**Challenge:** Copy out the listing in full, exactly as written, but not its pictures.

Records contained in a dataset:
☆ ☆ ☆ ☆ ☆
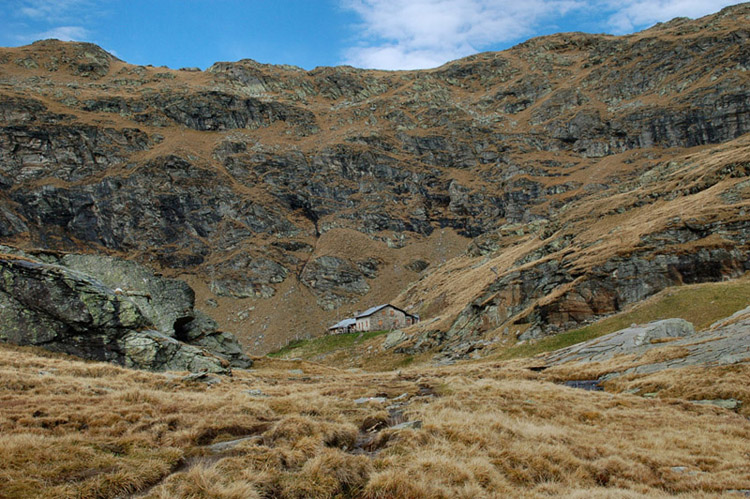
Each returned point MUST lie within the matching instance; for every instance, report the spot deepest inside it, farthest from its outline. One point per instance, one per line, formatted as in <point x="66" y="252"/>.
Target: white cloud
<point x="409" y="34"/>
<point x="64" y="33"/>
<point x="51" y="11"/>
<point x="632" y="15"/>
<point x="412" y="34"/>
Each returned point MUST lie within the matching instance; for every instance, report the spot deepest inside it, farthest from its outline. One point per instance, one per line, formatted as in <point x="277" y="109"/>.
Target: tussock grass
<point x="308" y="349"/>
<point x="492" y="429"/>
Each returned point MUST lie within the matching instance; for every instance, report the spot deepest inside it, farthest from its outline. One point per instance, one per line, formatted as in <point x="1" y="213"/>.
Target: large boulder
☆ ☆ ☆ ☆ ☆
**Final result:**
Each returned point MUST lie within the matching instance; for every instance, report the spot deepest inside it, farthest from its outline. One point per instance, one per line, formatted as in <point x="66" y="252"/>.
Target: white cloud
<point x="409" y="34"/>
<point x="64" y="33"/>
<point x="51" y="11"/>
<point x="632" y="15"/>
<point x="412" y="34"/>
Each returned point MUST lie within the matching instance; for every instance, report the spot deepest inside it, farthest from its outline. One point per instance, one per line, formatted as in <point x="277" y="109"/>.
Target: tussock grass
<point x="308" y="349"/>
<point x="492" y="429"/>
Each returned point MUST lie within the matching instance; for every instance, report the spot deepest inside it, farthest from its outline. One point per instance, one per line, formatted as in <point x="1" y="213"/>.
Target: large boulder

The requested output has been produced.